> Source:

The paper is fairly readable. There are a few minor typos, but nothing major.
As far as I can tell, the main results are quite exciting.
By basing their study off a task that has also been used to study similar aspects of transformers empirically in the past, the paper does provide some linkage to the broader literature.

Weaknesses:

While the limitations and assumptions are acknowledged well in the paper, their downstream impact on the generalizability of the results is not clear to me.
Because of the clause-embedding mechanism, and lack of other positional encoding, it is unclear to me whether these results actually correspond as well to CoT as the authors claim, in which the structure of the sequence (and thus the attention mechanism) is substantially different.
The experiment could benefit from a non-CoT baseline to display the difference in length generalization empirically. (I realize empirical performance is not the subject being studied here, but it would give some sense of the practical implications of the very theoretical results.)

问题

Suggestions:

Please enhance the legibility of Figure 1 substantially. The text is impossible to read when printed out.
Please add a non-CoT baseline to your experiment to give some credence to the impact on downstream performance implied by your theory.
Some typos:
- P.3, Theorem 1.2, second bullet point: "from its own outputs**, .**"
- P.4, example of LEGO sentence: in answers, $x_L$ should likely be $x_{L'}$
- P.4, in Eqn (2), $L$ should be $L'$ (per the preceding sentence)
- P.9, "Note that in by"
- P.9, Experiments, "transformer with attention with two atetnion heads"

Questions:

If I understood your construction on P.5-6 correctly, your transformer in effect uses the same projection matrix $Q$ for the queries and keys, while not using a projection at all for the values. Is that correct? If so, why is this not explicitly listed as an assumption in the paper, since it does not correspond to the more general transformer architecture?

> Exercise requirements:
a – Quote the review of the transformer paper from "The experiment could" up to and including "when printed out.".
b – Continue the review of the transformer paper, picking up right after its final sentence.

> Collected data:

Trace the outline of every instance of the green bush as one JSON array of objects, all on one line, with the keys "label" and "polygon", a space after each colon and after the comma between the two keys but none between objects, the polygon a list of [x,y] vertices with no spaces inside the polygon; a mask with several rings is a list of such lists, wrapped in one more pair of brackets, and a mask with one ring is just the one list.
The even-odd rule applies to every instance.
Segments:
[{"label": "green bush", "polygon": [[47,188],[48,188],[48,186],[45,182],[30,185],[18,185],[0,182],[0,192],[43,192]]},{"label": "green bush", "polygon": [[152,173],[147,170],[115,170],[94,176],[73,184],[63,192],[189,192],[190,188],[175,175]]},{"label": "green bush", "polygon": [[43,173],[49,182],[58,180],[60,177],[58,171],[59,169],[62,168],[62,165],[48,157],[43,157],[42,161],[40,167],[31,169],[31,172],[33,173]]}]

> Exercise answers:
a –
The experiment could benefit from a non-CoT baseline to display the difference in length generalization empirically. (I realize empirical performance is not the subject being studied here, but it would give some sense of the practical implications of the very theoretical results.)

问题

Suggestions:

Please enhance the legibility of Figure 1 substantially. The text is impossible to read when printed out.

b –
Assumption 3.4 appears to be very strong. Could you help me build some intuition for why this is necessary? In particular, why $(p, q) \notin \{(4, 3), (4, 4)\}$ ?
My understanding is that your clause-wise embedding structure is what allows the model to disentangle the differing meanings of the tokens without positional encodings. Is that correct? If so, how well do you expect that your results would carry over to a RoPE (or other PE) setting in which the clauses are not hard-coded to be separated, as is the typical case in language modeling?

局限性

Please see questions above.

最终评判理由

My primary concerns revolved around the original paper being a bit unclear about (1) how the assumptions affected the applicability of the theoretical results to real-world models, and (2) why those assumptions were needed in the first place. I think the authors' have substantially improved the paper in both of those respects during the rebuttal and am confident that the final paper will be clearer.

I also had some concerns about the empirical results being presented. These have been extended and improved upon (in scope) during the rebuttal; I still think they are a bit too small and naive to really say much about how the theory here extends to practice, but I do not assign much weight to this as I do not believe it to be a realistic goal that every theoretical contribution to the literature should also have to include experiments with state-of-the-art models (as long as the theoretical connection between the two is clear). In particular, I do not share vE9B's apparent sentiment that the experiments are grounds to reject the paper on.

I therefore update my score to 5 - Accept. However, I note to the AC that this branch of theoretical modeling of transformers is not my main research area, and so I have limited my confidence score to 3.

格式问题

None

作者回复

2025-07-31

We thank the reviewer for providing the valuable feedback! We will enhance the readability of the figure and fix the typo in the revision. Below we address your concerns.

Q1. While the limitations and assumptions are acknowledged, their impact on generalizability is unclear

A1. We thank the reviewer for raising this general yet important point. Indeed, as in most theoretical works, certain simplifying assumptions are necessary to keep the analysis tractable and focused. Within the clearly stated scope of our theoretical model and assumptions, we have provided rigorous explanations of length generalization. While extending these results beyond our current setting would be valuable future work, the primary goal of this paper is to provide some novel insights from a theoretical perspective. We hope that our answers to your later questions can explain to you why our setting shares the structural similarities with real-world CoT performed by actual language models, and how to interpret our idealized results to shed light on practical applications.

Q2. It is unclear whether the results truly apply to CoT, given its different sequence structure and attention patterns.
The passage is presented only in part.